===== DOCUMENT SECTION =====
One of the training camps is located in jungles of Kelardasht, in which jungle warfare is trained during spring. The winter training camp is in Emamzadeh Hashem, in which there is a ski resort dedicated to the brigade, used for training snow warfare. The summer camp is located at Karaj Dam. Another camp is located in the desert of Qom, in which desert warfare is trained.
The Hostage Rescue Unit, also known as Unit-110, is one of the units of the brigade, which has its own base in Mehrabad International Airport. According to the brigade commander Khosravi, the hostage rescue forces of the brigade are "our most elite forces". This unit cooperates with security organizations.

==Equipment and insignia==
They are recognizable due to their use of safariflage DPM pattern camouflage. They wear a tactical vest and a green beret. The patch of the 65th is a dagger and golden wing superimposed over a green parachute with an Achaemenid-style shield on its background and is located on the left shoulder. The MPT-9S (Iranian-built collapsible stock variant of MP5) is their standard weapon, replacing the older Uzi. As of recent exercises, the standard of individual equipment has been greatly upgraded, with modern, MOLLE-type plate carriers and FAST-type helmets as well as modern small arms optics becoming increasingly common.

The CZ 75 pistol and AK-103 rifle as well as are also in use by the unit. Domestically produced AR-15–style assault rifles have also become common.

==In popular culture==
The Crystal Simorgh-winning movie Kani-Manga (کانی مانگا), directed by Seyfollah Dad in 1987, and the movie Green Lions (شیران سبز) are both inspired by real world operations conducted by the 65th Brigade during the Iran–Iraq War.
===== DATA UNDER STUDY =====
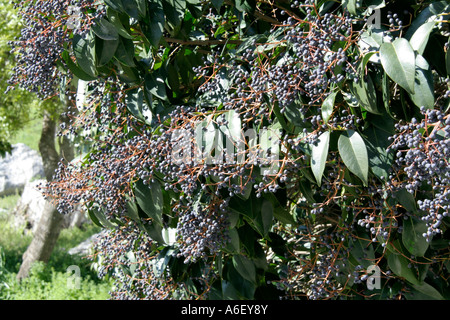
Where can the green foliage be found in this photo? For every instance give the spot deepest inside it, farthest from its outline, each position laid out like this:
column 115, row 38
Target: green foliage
column 361, row 179
column 49, row 281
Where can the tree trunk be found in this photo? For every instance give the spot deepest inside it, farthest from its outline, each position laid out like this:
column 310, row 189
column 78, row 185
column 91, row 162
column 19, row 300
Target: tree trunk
column 50, row 224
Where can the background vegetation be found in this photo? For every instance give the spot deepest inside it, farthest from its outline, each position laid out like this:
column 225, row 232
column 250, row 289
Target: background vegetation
column 359, row 178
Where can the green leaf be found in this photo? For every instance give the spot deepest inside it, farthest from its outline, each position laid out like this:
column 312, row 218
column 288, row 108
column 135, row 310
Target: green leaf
column 125, row 52
column 370, row 42
column 155, row 84
column 424, row 84
column 423, row 291
column 245, row 267
column 328, row 106
column 407, row 200
column 447, row 61
column 380, row 160
column 217, row 4
column 428, row 14
column 246, row 5
column 153, row 27
column 150, row 199
column 174, row 11
column 105, row 30
column 135, row 103
column 267, row 212
column 351, row 6
column 114, row 19
column 234, row 244
column 364, row 91
column 353, row 152
column 419, row 39
column 399, row 62
column 75, row 69
column 130, row 7
column 319, row 156
column 412, row 237
column 105, row 50
column 399, row 265
column 84, row 51
column 99, row 218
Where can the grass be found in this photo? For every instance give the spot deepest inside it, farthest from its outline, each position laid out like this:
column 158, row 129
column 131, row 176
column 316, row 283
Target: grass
column 50, row 281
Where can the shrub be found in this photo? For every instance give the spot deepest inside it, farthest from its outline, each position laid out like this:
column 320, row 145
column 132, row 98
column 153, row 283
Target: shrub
column 248, row 149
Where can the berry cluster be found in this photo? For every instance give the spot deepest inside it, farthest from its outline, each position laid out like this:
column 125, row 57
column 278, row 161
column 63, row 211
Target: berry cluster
column 422, row 154
column 42, row 41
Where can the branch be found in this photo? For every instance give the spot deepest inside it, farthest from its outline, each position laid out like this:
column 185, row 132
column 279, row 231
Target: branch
column 202, row 42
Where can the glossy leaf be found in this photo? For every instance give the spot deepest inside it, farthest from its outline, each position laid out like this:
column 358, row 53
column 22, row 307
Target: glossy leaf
column 105, row 50
column 353, row 152
column 125, row 52
column 419, row 39
column 423, row 291
column 105, row 30
column 155, row 84
column 84, row 50
column 150, row 199
column 412, row 236
column 424, row 84
column 399, row 62
column 399, row 265
column 328, row 106
column 380, row 160
column 319, row 154
column 364, row 91
column 245, row 267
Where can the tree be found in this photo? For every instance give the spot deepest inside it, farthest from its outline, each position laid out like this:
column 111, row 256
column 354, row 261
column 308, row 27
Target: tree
column 253, row 149
column 15, row 110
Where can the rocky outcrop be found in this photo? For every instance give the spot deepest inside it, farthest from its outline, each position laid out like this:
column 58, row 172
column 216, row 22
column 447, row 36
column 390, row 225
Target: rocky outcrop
column 18, row 168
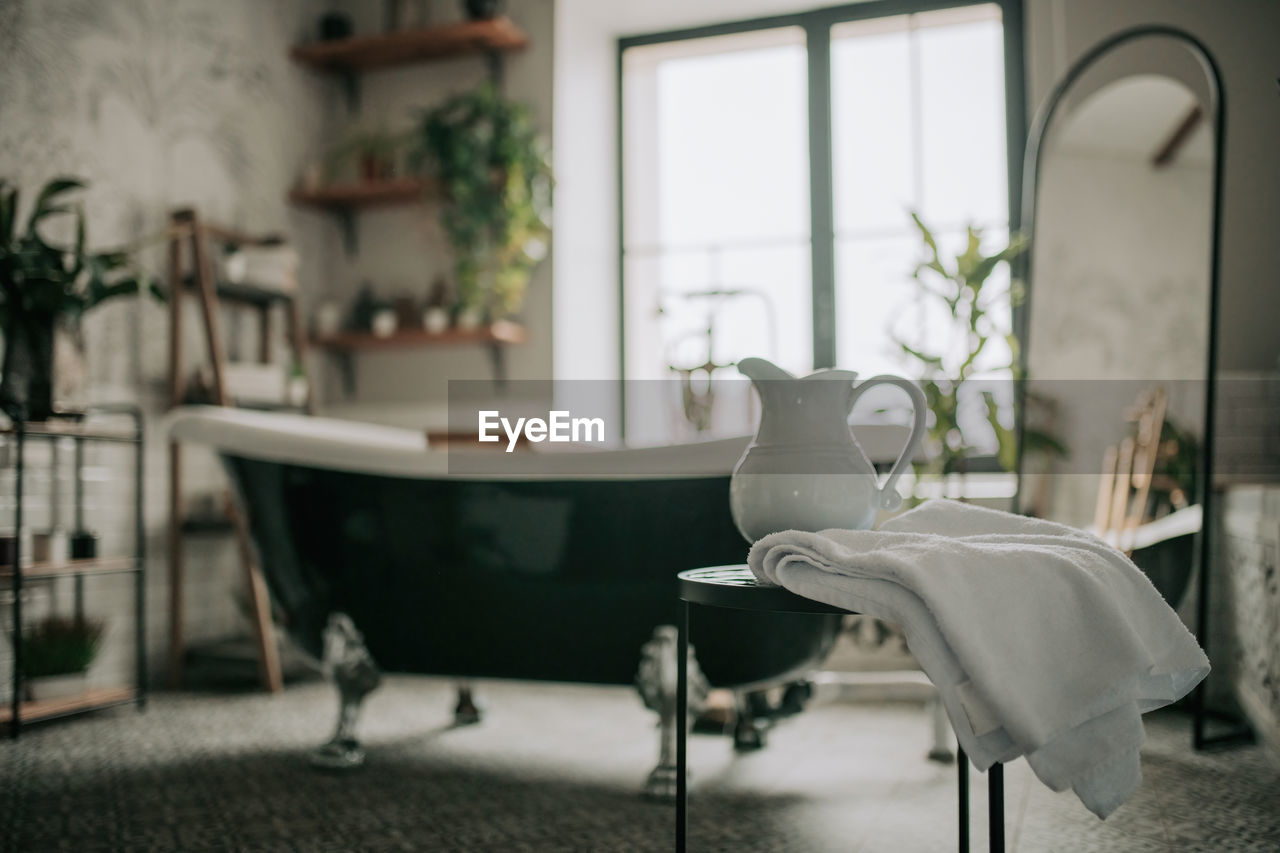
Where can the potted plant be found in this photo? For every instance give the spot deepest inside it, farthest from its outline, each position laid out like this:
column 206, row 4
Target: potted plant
column 961, row 288
column 56, row 653
column 496, row 179
column 45, row 290
column 374, row 151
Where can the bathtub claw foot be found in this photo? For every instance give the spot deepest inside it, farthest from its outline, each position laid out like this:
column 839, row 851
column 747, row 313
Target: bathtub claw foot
column 338, row 755
column 352, row 670
column 656, row 682
column 466, row 712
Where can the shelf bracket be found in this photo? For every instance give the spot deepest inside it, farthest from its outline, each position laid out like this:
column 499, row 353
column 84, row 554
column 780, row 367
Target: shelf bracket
column 350, row 233
column 346, row 361
column 351, row 90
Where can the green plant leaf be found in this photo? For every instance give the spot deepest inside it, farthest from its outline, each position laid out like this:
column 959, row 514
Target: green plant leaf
column 8, row 214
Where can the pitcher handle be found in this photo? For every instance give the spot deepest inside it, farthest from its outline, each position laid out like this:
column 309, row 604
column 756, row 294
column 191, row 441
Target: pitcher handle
column 888, row 497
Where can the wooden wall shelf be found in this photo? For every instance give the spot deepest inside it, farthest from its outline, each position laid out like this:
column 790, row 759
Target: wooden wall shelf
column 370, row 194
column 501, row 332
column 95, row 566
column 385, row 50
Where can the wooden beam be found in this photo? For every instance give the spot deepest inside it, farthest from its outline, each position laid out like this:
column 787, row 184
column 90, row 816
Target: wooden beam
column 1168, row 153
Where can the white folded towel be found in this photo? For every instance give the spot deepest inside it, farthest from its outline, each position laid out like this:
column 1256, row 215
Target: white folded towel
column 1042, row 639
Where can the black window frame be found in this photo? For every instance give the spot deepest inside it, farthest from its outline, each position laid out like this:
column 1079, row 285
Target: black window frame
column 817, row 27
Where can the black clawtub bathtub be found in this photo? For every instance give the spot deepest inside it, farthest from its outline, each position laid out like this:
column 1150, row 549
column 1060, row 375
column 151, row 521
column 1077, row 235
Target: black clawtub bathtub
column 549, row 566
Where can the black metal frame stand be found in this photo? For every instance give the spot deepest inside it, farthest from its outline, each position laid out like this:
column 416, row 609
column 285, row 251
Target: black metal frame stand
column 735, row 587
column 77, row 569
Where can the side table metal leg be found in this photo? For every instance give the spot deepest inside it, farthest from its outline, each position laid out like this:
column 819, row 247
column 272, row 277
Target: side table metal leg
column 682, row 728
column 996, row 807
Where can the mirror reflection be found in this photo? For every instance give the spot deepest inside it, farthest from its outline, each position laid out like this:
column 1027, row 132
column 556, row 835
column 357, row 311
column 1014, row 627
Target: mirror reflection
column 1116, row 324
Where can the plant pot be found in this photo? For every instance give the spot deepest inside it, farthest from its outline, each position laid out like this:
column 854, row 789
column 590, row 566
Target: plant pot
column 45, row 372
column 58, row 687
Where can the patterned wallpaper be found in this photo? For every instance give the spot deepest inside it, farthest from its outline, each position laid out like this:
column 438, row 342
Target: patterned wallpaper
column 159, row 104
column 1251, row 547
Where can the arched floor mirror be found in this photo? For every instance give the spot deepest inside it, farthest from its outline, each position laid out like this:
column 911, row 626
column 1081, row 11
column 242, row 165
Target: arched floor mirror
column 1119, row 322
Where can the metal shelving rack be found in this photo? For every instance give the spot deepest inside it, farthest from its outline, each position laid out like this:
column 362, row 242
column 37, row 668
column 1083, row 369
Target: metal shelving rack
column 19, row 711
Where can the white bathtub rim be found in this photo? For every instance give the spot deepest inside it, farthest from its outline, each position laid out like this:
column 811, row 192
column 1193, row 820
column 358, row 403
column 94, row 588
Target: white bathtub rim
column 391, row 451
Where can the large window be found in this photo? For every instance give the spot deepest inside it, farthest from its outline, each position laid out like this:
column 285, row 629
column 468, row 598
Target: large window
column 768, row 172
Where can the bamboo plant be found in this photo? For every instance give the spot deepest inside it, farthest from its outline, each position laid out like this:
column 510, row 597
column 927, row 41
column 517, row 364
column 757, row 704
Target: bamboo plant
column 496, row 179
column 961, row 284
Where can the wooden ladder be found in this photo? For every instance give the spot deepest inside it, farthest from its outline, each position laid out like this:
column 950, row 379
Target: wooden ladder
column 186, row 228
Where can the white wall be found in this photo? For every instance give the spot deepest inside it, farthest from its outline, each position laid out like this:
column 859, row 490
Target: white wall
column 402, row 250
column 156, row 104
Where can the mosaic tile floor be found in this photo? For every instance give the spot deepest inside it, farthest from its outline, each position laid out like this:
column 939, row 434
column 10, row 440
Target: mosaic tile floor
column 557, row 767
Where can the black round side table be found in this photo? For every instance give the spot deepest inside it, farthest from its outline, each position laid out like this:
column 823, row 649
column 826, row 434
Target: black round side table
column 735, row 587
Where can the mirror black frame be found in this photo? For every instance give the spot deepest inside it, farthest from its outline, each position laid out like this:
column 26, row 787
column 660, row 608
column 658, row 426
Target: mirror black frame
column 1031, row 185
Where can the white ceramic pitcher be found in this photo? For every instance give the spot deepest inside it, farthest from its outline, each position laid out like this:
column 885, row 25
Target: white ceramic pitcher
column 804, row 470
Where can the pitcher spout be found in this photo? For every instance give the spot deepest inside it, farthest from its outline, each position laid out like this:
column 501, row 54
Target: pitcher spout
column 759, row 369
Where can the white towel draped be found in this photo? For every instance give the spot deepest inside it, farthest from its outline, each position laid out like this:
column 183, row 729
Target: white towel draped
column 1042, row 639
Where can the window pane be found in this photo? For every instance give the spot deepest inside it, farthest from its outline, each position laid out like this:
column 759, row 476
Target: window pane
column 918, row 124
column 716, row 192
column 871, row 114
column 963, row 110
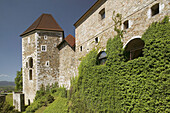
=====
WHAT YOU NEED TO DO.
1. Name every location of a training camp given in the passage on the 65th Brigade.
2. From the passage on the 65th Brigade, extract word for word the part that opens with the words containing "One of the training" and closes with "warfare is trained.".
3. According to the passage on the 65th Brigade, are these statements true? Answer yes or no for each, quoting the words that decide it.
(a) The brigade's summer camp is at Karaj Dam.
(b) The Hostage Rescue Unit has its own base in Mehrabad International Airport.
(c) The Uzi is the brigade's current standard weapon.
The entries come from a different source than the passage on the 65th Brigade.

EXERCISE RESPONSES.
1.
- Jungles of Kelardasht
- Emamzadeh Hashem
- Karaj Dam
- Desert of Qom

2.
One of the training camps is located in jungles of Kelardasht, in which jungle warfare is trained during spring. The winter training camp is in Emamzadeh Hashem, in which there is a ski resort dedicated to the brigade, used for training snow warfare. The summer camp is located at Karaj Dam. Another camp is located in the desert of Qom, in which desert warfare is trained.

3.
(a) Yes: "The summer camp is located at Karaj Dam."
(b) Yes: "which has its own base in Mehrabad International Airport"
(c) No: "The MPT-9S (Iranian-built collapsible stock variant of MP5) is their standard weapon, replacing the older Uzi."